-- DATASET --
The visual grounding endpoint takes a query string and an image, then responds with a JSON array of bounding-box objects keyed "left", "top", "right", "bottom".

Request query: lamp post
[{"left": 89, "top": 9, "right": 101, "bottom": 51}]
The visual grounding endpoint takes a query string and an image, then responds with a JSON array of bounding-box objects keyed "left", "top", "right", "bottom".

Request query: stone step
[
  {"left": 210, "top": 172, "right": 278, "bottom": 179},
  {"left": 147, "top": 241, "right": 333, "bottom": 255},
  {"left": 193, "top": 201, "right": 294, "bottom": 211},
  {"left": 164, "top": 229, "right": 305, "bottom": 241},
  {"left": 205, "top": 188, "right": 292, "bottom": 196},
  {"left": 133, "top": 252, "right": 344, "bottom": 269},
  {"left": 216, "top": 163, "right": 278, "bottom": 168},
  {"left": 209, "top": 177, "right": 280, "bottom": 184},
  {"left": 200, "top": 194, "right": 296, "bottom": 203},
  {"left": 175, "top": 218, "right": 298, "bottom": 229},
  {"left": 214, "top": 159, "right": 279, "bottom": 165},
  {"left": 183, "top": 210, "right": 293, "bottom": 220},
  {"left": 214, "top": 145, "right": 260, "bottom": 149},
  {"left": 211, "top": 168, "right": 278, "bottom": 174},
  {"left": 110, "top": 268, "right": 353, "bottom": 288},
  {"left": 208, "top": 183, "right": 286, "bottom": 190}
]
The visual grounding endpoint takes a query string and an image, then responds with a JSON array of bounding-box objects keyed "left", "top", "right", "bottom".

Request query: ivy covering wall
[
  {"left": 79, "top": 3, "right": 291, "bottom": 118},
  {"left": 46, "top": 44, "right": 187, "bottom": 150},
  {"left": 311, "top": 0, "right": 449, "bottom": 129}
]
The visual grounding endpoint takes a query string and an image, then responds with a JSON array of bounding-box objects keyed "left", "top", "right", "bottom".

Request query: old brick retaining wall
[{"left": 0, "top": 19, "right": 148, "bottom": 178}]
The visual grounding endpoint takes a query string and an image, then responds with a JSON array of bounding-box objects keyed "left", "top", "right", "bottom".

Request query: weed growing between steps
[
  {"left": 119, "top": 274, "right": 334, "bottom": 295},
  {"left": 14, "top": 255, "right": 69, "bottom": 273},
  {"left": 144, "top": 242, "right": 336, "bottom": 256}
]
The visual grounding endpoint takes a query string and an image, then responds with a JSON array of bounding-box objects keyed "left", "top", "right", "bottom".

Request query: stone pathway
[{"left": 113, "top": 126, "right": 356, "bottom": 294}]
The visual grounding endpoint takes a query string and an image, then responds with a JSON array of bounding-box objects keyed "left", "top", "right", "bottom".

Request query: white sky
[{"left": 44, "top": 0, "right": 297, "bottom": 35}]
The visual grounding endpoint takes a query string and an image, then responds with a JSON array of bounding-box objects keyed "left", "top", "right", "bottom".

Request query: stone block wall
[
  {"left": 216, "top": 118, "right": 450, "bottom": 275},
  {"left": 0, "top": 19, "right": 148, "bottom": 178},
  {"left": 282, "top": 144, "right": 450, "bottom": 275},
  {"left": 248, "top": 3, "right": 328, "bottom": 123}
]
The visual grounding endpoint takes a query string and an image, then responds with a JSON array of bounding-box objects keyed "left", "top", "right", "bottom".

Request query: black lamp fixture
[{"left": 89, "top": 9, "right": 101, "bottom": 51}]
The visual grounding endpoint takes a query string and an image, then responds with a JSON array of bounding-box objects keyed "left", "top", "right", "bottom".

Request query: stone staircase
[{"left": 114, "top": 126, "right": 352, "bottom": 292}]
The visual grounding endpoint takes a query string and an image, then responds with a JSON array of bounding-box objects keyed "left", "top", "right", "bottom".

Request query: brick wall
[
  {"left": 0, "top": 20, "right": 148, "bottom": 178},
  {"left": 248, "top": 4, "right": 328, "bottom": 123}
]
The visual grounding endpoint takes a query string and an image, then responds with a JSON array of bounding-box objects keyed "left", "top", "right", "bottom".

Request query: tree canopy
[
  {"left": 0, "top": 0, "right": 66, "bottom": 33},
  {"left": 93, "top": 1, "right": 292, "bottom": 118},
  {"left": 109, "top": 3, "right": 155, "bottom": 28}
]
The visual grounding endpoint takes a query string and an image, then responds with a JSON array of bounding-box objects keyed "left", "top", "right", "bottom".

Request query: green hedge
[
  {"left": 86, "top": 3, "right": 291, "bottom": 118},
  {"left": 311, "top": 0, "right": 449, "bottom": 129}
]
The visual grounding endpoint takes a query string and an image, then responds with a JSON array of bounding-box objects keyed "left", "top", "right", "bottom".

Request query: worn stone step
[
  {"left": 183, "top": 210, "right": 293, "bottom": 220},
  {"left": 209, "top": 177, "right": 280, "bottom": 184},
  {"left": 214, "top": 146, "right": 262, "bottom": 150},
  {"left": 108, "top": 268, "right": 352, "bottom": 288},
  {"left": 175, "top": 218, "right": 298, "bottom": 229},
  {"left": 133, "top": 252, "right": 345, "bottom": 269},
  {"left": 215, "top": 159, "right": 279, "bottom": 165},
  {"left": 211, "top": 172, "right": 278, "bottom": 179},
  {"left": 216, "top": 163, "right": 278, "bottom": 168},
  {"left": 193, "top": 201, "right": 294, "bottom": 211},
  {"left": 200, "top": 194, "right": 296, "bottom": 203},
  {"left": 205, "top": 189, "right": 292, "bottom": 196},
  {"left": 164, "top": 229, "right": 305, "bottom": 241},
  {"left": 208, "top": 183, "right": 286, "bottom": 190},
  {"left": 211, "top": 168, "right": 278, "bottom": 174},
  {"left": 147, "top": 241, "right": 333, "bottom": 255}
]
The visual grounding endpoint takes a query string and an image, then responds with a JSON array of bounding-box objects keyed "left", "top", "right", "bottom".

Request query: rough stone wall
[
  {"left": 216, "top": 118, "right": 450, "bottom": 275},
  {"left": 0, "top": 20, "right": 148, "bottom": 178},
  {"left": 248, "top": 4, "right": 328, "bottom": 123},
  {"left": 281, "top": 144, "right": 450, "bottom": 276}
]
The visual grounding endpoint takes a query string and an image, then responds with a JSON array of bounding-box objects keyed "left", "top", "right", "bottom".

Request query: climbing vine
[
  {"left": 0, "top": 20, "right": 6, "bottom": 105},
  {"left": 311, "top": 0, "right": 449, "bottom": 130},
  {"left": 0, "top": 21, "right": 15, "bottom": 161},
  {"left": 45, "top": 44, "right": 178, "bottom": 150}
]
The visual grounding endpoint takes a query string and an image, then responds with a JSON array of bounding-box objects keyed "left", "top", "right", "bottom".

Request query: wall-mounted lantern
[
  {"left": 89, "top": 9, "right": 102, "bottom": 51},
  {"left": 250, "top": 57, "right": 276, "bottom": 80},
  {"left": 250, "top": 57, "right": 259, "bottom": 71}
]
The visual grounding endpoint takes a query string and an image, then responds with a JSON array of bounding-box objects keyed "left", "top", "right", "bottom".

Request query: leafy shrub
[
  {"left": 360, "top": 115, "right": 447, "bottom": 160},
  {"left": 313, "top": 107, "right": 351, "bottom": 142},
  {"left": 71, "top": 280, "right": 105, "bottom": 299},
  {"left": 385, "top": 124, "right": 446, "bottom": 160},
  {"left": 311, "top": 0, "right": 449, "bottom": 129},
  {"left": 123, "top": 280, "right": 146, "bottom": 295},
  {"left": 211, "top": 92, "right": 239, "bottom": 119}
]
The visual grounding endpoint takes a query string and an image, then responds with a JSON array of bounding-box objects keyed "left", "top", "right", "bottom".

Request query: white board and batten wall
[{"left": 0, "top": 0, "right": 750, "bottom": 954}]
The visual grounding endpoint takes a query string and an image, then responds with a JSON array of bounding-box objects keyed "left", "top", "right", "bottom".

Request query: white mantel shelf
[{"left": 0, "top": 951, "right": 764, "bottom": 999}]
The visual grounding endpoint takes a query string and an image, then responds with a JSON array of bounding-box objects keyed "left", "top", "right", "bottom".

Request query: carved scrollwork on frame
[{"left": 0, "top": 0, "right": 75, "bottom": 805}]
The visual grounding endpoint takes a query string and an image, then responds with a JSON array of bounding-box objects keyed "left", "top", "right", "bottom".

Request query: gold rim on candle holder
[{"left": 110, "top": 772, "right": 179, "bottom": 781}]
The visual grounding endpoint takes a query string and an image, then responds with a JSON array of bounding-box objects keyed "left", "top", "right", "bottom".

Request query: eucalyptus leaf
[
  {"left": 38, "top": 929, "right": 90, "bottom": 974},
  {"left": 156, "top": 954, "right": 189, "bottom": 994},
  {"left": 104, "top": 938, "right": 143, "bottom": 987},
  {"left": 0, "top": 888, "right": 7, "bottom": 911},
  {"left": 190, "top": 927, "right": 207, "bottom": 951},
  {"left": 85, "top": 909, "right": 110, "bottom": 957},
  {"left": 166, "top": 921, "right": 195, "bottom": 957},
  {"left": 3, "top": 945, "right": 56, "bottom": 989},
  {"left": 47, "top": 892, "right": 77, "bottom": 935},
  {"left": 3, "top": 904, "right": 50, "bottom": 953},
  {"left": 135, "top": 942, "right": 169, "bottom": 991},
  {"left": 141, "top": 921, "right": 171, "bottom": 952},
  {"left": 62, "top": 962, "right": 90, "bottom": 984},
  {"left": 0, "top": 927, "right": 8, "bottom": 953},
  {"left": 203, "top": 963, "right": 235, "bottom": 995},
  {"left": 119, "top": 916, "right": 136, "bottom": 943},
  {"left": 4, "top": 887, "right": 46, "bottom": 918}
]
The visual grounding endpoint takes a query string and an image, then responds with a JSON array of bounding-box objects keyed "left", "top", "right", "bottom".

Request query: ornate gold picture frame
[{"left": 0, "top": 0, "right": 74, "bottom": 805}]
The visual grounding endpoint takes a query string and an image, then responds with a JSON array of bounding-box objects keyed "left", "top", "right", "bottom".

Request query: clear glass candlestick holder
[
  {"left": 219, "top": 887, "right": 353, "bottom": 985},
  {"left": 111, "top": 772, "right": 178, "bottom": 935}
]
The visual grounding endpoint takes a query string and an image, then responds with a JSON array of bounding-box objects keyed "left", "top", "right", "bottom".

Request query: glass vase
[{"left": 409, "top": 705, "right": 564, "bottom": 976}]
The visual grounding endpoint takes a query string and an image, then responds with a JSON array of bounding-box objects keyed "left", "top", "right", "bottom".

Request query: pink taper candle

-- DIRECTIONS FOR THIS TASK --
All lines from the one containing "Request query: eucalyptus leaf" to the last line of the material above must be copied exactly, and only those.

-- RESULT OF THE TASK --
Request query: eucalyptus leaf
[
  {"left": 38, "top": 929, "right": 90, "bottom": 974},
  {"left": 156, "top": 954, "right": 189, "bottom": 994},
  {"left": 104, "top": 938, "right": 143, "bottom": 987},
  {"left": 0, "top": 888, "right": 7, "bottom": 911},
  {"left": 190, "top": 927, "right": 207, "bottom": 951},
  {"left": 85, "top": 909, "right": 110, "bottom": 957},
  {"left": 166, "top": 921, "right": 195, "bottom": 957},
  {"left": 3, "top": 945, "right": 56, "bottom": 989},
  {"left": 47, "top": 892, "right": 77, "bottom": 935},
  {"left": 3, "top": 904, "right": 50, "bottom": 953},
  {"left": 135, "top": 942, "right": 169, "bottom": 991},
  {"left": 141, "top": 921, "right": 171, "bottom": 952},
  {"left": 62, "top": 962, "right": 90, "bottom": 984},
  {"left": 0, "top": 927, "right": 8, "bottom": 953},
  {"left": 203, "top": 963, "right": 235, "bottom": 995},
  {"left": 119, "top": 916, "right": 136, "bottom": 943},
  {"left": 4, "top": 887, "right": 46, "bottom": 918}
]
The visual grounding endpoint takes a query string and an image, then responds with a JSON array of bounding-box objects keyed "left", "top", "right", "bottom".

Request query: ornate gold picture frame
[{"left": 0, "top": 0, "right": 74, "bottom": 805}]
The visual grounding endpoint takes a query string and an image, then responds with a JSON array of bounding-box objects keyed "left", "top", "right", "bottom".

Request query: clear glass candlestick holder
[
  {"left": 219, "top": 887, "right": 353, "bottom": 985},
  {"left": 111, "top": 772, "right": 178, "bottom": 935}
]
The visual grounding endpoint takes a query string and an image, then responds with a JSON array of bounding-box objects keyed "left", "top", "right", "bottom".

Request query: glass vase
[{"left": 409, "top": 705, "right": 564, "bottom": 976}]
The visual grounding endpoint takes a query string and an image, then responds with a JSON array of bounding-box objects keyed "left", "top", "right", "bottom".

Request query: pink taper candle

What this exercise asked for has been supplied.